» **What is expected**
Pull out every line of the listing below that contains the string "siding".
___ Data to process
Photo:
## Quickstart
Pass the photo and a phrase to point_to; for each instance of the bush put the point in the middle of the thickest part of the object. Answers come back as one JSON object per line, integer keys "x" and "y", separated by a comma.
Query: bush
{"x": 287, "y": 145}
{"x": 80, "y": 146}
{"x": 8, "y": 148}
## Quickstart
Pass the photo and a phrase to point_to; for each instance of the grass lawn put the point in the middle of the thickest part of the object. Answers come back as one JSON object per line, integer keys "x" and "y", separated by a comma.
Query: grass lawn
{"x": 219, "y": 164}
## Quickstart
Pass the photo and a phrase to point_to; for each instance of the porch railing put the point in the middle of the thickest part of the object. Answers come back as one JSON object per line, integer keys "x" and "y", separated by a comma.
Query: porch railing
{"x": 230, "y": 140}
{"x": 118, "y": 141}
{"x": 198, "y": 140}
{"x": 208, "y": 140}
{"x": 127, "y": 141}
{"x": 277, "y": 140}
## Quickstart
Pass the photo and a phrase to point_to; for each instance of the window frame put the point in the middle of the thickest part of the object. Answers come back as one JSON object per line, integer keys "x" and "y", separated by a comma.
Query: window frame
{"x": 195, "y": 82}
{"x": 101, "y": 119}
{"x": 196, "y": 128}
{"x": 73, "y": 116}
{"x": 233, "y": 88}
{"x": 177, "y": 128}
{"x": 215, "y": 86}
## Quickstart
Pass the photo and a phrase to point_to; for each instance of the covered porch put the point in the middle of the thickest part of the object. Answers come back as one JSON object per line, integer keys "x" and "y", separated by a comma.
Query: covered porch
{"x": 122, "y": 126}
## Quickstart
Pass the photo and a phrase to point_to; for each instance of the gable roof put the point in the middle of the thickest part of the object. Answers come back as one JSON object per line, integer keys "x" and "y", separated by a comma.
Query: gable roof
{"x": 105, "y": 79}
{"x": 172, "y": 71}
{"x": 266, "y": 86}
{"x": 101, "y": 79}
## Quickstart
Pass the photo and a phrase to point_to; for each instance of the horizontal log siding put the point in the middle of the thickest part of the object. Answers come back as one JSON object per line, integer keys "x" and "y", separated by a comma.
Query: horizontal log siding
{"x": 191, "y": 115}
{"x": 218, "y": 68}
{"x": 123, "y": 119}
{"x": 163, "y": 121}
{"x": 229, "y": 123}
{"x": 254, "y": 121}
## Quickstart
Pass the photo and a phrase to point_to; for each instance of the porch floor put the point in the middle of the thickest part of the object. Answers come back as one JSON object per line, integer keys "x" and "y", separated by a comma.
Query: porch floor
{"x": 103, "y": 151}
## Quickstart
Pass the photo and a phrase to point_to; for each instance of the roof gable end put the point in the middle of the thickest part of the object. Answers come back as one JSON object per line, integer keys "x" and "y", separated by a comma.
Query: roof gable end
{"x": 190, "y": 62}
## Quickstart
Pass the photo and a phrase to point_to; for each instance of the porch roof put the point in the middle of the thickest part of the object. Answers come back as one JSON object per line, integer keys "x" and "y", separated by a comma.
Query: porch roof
______
» **Answer for the task**
Pass the photo and a phrase to point_to; for each instance of the horizontal log siding put the point in the middle of the thickest part of the object. Answers come back as one JSON object per line, integer keys "x" and "y", separated by a comma.
Query: horizontal log siding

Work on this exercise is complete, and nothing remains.